(Supplied data)
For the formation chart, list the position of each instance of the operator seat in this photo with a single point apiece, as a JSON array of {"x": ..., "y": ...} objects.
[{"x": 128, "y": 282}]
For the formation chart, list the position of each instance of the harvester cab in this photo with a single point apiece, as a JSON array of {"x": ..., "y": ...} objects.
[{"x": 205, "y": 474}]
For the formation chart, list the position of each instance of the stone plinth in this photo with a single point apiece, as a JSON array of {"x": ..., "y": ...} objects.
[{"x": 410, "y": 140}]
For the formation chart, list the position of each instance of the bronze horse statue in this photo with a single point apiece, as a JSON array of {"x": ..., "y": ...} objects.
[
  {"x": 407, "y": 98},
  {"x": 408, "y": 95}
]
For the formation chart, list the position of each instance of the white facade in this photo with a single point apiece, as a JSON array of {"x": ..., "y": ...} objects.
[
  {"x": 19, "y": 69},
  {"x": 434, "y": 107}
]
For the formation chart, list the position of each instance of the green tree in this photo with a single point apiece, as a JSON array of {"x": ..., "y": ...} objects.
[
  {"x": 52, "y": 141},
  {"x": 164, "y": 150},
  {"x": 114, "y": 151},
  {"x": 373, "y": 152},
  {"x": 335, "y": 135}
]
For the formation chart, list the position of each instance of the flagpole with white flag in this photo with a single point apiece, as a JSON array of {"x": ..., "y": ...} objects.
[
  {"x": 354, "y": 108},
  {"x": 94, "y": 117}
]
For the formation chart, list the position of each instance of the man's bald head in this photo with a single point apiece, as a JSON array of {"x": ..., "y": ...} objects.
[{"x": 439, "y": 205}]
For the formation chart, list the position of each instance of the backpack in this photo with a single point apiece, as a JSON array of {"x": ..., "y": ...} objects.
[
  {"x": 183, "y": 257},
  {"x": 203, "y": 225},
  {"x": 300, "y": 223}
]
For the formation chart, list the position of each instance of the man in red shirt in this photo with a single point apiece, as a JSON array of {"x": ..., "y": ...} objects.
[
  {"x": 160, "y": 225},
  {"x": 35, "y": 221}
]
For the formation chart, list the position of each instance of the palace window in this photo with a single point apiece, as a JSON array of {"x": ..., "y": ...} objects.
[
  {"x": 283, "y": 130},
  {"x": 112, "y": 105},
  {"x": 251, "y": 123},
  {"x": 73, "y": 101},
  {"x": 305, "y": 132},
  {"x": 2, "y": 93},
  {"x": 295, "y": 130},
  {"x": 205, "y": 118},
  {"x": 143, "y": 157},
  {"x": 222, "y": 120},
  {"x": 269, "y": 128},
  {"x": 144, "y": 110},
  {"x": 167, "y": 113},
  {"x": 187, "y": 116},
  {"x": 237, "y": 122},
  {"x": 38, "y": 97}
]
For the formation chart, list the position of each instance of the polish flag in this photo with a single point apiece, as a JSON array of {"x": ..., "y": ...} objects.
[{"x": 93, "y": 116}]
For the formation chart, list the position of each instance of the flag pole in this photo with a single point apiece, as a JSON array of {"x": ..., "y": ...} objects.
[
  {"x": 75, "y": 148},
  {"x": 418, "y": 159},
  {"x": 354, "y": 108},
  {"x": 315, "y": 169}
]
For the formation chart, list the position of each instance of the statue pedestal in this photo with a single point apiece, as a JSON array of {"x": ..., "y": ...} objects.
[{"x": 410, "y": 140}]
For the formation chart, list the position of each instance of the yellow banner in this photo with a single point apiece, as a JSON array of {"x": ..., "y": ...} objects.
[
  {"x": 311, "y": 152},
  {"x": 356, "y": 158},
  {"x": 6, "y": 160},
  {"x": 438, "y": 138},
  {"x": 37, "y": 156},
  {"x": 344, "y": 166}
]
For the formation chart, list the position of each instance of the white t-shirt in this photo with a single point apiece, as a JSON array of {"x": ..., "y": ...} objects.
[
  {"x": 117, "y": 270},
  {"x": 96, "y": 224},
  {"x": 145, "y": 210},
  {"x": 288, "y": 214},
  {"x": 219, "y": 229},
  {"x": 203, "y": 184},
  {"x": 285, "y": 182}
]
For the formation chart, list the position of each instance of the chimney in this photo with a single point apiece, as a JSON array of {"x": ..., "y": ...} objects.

(Assigned task)
Give back the full listing, exactly as it stands.

(Completed exercise)
For the formation chart, list the position of each instance of the operator seat in this photo with a single point apiece, as a JSON array of {"x": ..., "y": ...} objects.
[{"x": 128, "y": 282}]
For the formation chart, list the position of each instance of the harvester cab in this photo with a single point apiece, as a JSON array of {"x": ..., "y": ...} objects.
[{"x": 205, "y": 474}]
For the formation chart, list the position of each instance of the stone plinth in this photo with a single point apiece, as a JSON array of {"x": ..., "y": ...} objects.
[{"x": 410, "y": 140}]
For the formation chart, list the position of each instance of the bronze horse statue in this photo with a single point apiece, as a JSON array of {"x": ..., "y": ...} objects.
[
  {"x": 407, "y": 98},
  {"x": 408, "y": 95}
]
For the formation chart, list the position of each instance of the white facade in this photo with a single point apiece, as a JSON array of {"x": ..., "y": ...} objects.
[
  {"x": 19, "y": 69},
  {"x": 434, "y": 107}
]
For the formation chart, list the position of each instance of the green tree in this photo with a single point apiece, as a JSON array of {"x": ..., "y": ...} objects.
[
  {"x": 52, "y": 141},
  {"x": 164, "y": 150},
  {"x": 114, "y": 151},
  {"x": 373, "y": 152},
  {"x": 335, "y": 135}
]
For the formation chart, list the position of each instance of the flagpole with white flag in this photo with a single point apiece, as a JSON array of {"x": ..., "y": ...} objects.
[
  {"x": 354, "y": 108},
  {"x": 94, "y": 117}
]
For the formation chart, list the position of each instance of the man's bald head in this photo with a single point apiece, as a JSON array of {"x": ..., "y": ...} objects.
[{"x": 439, "y": 205}]
For the formation chart, list the position of each instance of the backpack in this photo with a single point apiece, as a JSON array of {"x": ..., "y": ...} objects.
[
  {"x": 183, "y": 257},
  {"x": 203, "y": 225},
  {"x": 300, "y": 223}
]
For the formation chart, list the position of each instance of the man in red shirt in this photo with a single point apiece, as a JSON array of {"x": ..., "y": ...} objects.
[
  {"x": 160, "y": 225},
  {"x": 35, "y": 221}
]
For the formation chart, list the position of each instance of the palace window in this photo with a single point apiece, as a JSON array of {"x": ..., "y": ...} objects.
[
  {"x": 283, "y": 130},
  {"x": 112, "y": 105},
  {"x": 251, "y": 123},
  {"x": 73, "y": 101},
  {"x": 305, "y": 132},
  {"x": 2, "y": 93},
  {"x": 295, "y": 130},
  {"x": 205, "y": 118},
  {"x": 143, "y": 157},
  {"x": 222, "y": 120},
  {"x": 269, "y": 128},
  {"x": 144, "y": 110},
  {"x": 167, "y": 113},
  {"x": 187, "y": 116},
  {"x": 237, "y": 122},
  {"x": 38, "y": 97}
]
For the formation chart, list the position of each instance of the polish flag in this photo with a single point apiece, as a JSON array of {"x": ..., "y": ...} objects.
[{"x": 93, "y": 116}]
For the formation chart, list the position of each instance of the flag pole in this photo with a single point apiece, as a JSON array of {"x": ..., "y": ...} objects.
[
  {"x": 75, "y": 148},
  {"x": 418, "y": 159},
  {"x": 354, "y": 108},
  {"x": 315, "y": 169}
]
For the formation chart, list the position of each instance of the statue pedestal in this photo with a single point apiece, as a JSON array of {"x": ..., "y": ...} objects.
[{"x": 410, "y": 140}]
For the formation chart, list the position of each instance of the yellow banner in this photo with a single point apiece, as a JSON array of {"x": ..., "y": ...} objects.
[
  {"x": 311, "y": 152},
  {"x": 356, "y": 158},
  {"x": 6, "y": 160},
  {"x": 438, "y": 138},
  {"x": 37, "y": 156},
  {"x": 344, "y": 166}
]
For the formation chart, list the position of each instance of the white t-shirt in this photo with a single point apiece, as a JSON array of {"x": ..., "y": ...} objects.
[
  {"x": 117, "y": 270},
  {"x": 96, "y": 224},
  {"x": 145, "y": 210},
  {"x": 288, "y": 214},
  {"x": 219, "y": 229},
  {"x": 203, "y": 184},
  {"x": 285, "y": 182}
]
For the formation chart, list the position of each instance of the chimney in this photo with a single point apiece, as a JSON array of {"x": ..., "y": ...} objects.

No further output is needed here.